[start SOURCE MATERIAL]

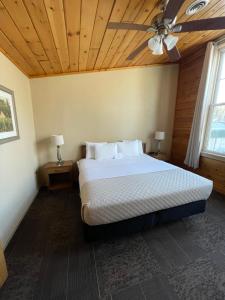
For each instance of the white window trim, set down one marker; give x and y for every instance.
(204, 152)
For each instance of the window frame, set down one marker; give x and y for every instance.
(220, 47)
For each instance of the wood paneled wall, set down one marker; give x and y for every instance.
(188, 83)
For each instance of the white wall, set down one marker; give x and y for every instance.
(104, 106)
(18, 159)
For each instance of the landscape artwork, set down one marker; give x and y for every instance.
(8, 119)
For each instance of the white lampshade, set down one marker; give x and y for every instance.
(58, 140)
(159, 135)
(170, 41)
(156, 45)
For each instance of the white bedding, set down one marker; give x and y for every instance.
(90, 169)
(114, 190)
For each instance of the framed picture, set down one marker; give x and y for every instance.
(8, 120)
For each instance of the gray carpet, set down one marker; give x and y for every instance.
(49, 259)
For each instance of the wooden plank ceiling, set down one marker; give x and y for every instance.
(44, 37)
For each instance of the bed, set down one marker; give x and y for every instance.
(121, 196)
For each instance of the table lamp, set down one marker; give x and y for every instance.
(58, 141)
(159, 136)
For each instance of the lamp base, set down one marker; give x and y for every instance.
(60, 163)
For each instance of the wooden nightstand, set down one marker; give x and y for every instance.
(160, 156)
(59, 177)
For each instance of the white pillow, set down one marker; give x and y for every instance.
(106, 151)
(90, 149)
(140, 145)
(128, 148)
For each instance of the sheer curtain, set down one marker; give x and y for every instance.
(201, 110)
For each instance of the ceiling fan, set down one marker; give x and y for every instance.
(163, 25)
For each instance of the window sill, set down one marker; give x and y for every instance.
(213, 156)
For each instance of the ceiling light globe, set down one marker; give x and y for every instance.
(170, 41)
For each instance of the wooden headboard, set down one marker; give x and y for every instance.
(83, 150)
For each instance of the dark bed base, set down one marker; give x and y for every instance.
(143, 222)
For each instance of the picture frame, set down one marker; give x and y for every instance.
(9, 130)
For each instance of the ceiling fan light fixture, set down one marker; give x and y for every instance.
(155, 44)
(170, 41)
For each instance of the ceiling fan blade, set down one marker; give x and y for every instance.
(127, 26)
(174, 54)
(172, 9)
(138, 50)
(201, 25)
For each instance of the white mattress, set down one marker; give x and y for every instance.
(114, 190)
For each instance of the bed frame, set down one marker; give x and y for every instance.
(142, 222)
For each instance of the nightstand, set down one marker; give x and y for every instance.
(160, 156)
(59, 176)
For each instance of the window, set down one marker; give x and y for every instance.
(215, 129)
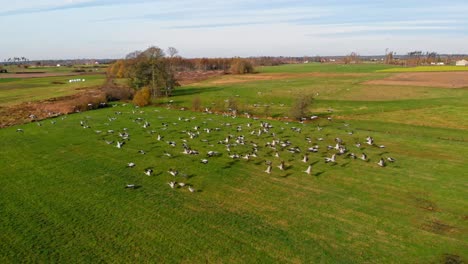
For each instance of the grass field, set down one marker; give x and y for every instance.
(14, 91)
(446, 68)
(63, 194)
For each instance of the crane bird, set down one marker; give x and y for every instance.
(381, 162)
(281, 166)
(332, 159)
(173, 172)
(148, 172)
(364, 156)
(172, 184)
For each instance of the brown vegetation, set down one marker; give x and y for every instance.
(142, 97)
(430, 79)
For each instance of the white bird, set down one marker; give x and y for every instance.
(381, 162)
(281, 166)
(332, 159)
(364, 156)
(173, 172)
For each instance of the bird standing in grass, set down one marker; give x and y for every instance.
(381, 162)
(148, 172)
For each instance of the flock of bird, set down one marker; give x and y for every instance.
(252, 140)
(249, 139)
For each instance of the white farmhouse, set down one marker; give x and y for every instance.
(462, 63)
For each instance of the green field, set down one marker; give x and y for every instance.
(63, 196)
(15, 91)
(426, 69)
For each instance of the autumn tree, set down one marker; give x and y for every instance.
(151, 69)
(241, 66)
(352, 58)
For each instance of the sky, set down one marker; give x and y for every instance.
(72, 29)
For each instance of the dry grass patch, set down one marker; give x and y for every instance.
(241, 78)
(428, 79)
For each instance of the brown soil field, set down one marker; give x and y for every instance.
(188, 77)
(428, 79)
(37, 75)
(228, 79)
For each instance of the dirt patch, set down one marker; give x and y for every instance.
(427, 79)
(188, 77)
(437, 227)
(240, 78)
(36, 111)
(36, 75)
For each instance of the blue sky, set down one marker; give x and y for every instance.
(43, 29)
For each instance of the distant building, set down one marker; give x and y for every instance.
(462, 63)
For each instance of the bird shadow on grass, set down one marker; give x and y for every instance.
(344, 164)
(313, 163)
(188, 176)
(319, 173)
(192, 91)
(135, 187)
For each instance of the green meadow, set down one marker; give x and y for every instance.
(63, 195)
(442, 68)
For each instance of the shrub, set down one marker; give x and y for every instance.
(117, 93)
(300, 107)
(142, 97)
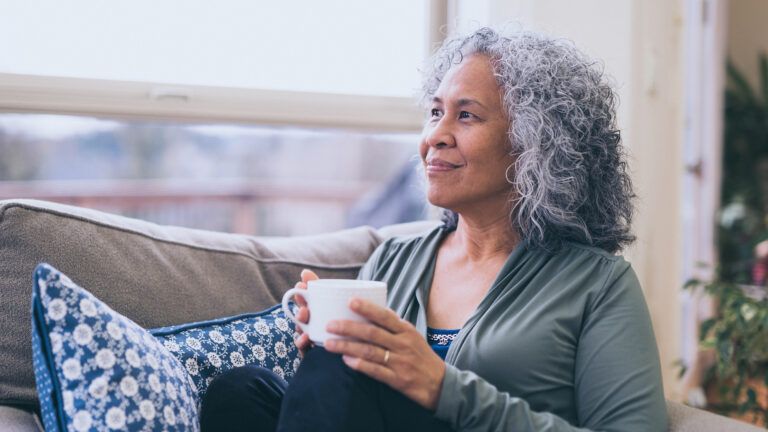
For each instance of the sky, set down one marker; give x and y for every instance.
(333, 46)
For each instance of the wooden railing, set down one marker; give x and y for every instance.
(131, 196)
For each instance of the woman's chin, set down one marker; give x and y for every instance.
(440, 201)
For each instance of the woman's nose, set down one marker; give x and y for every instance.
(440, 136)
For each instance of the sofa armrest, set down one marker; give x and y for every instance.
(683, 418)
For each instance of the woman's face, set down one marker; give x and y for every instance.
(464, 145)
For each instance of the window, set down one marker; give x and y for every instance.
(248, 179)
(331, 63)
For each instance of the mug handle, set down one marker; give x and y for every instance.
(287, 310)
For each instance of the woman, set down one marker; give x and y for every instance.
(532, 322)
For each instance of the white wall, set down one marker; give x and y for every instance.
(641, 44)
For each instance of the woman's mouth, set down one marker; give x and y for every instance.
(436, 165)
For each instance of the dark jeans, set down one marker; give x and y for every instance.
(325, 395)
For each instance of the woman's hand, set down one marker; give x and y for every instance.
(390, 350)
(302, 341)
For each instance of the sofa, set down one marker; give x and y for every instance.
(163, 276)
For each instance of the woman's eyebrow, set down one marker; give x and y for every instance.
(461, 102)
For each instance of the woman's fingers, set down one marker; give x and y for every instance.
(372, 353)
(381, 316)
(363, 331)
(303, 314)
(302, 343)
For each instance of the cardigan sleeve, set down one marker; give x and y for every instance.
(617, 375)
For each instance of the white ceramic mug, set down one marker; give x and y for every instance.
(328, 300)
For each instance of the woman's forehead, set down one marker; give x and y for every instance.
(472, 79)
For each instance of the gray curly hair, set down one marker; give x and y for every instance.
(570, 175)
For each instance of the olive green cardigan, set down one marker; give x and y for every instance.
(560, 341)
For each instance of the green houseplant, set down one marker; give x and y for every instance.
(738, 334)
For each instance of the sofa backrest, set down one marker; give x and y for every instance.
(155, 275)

[end SOURCE MATERIAL]
[start SOURCE MATERIAL]

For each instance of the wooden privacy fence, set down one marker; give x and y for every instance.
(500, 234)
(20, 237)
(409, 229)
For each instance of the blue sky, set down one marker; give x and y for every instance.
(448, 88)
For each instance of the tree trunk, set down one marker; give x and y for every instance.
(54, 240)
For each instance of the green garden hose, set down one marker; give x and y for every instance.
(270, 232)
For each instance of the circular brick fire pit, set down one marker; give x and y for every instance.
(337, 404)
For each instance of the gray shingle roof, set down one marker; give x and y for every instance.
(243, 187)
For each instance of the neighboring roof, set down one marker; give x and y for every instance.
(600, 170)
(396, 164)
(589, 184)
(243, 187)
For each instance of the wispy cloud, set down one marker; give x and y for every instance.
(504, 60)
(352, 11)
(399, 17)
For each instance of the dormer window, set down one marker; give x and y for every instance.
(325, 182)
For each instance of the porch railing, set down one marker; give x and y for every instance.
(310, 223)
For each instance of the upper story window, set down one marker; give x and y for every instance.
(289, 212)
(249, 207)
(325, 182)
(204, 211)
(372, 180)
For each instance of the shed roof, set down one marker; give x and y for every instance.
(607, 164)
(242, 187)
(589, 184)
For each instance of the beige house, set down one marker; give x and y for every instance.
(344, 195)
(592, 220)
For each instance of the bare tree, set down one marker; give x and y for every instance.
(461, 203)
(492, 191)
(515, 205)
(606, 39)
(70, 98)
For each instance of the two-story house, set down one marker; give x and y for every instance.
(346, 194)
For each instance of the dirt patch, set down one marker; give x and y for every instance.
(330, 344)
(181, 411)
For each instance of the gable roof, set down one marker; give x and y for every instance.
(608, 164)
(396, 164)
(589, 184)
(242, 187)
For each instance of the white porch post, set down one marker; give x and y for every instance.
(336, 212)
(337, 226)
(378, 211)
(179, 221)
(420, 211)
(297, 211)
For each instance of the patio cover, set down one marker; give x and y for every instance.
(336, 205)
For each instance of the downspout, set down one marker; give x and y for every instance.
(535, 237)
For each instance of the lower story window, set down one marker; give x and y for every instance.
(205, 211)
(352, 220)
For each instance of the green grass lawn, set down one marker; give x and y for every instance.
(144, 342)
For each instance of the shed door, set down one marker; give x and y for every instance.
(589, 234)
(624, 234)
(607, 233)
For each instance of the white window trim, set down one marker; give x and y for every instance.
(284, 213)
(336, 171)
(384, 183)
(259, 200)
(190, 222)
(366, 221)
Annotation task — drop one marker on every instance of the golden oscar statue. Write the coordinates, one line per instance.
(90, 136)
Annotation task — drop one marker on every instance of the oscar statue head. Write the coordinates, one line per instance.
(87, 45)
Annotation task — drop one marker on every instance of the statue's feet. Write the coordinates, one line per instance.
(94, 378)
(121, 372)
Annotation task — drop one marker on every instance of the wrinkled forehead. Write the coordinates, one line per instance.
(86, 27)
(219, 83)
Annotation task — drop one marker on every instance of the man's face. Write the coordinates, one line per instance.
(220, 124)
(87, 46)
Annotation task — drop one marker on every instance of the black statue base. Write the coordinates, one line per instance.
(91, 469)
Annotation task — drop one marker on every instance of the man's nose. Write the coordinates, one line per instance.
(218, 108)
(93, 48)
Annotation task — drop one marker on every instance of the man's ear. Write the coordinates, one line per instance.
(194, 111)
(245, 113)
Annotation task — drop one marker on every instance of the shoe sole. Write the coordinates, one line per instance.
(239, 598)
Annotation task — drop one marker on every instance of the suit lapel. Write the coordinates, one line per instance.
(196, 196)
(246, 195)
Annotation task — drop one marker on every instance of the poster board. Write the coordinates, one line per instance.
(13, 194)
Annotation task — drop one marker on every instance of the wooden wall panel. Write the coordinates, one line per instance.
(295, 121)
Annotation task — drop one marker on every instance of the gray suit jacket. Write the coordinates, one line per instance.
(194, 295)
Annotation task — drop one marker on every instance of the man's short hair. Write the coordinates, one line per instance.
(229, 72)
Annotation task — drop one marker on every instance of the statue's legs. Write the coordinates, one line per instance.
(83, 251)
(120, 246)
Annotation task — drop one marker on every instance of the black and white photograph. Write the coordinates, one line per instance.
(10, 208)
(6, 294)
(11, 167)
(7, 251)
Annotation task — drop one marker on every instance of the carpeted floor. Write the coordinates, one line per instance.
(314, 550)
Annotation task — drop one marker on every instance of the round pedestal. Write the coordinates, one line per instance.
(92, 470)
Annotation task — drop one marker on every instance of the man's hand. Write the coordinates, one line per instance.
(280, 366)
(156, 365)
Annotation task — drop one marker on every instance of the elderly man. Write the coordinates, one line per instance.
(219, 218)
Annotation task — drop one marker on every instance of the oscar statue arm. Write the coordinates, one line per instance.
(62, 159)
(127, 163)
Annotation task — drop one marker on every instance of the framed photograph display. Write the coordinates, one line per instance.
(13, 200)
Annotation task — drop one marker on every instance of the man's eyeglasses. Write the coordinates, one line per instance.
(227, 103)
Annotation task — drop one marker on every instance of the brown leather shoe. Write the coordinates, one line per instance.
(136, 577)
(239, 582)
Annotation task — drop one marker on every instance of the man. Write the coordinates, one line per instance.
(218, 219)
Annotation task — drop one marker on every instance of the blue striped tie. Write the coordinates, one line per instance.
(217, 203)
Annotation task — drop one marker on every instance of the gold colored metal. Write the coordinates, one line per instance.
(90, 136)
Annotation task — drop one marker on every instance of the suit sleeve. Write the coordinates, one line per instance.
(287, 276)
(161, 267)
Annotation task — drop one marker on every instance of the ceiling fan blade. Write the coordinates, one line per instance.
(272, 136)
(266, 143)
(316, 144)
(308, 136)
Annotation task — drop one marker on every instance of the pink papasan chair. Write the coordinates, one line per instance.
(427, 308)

[end SOURCE MATERIAL]

AIM: Identify each line of the material above that contains the word "shoe", and copy every such line.

REPLY:
Annotation task — drop one marker on every instance of the shoe sole. Write the coordinates, one line per instance.
Annotation task — drop one marker on every instance of the brown leather shoe. Write the coordinates, one line per instance.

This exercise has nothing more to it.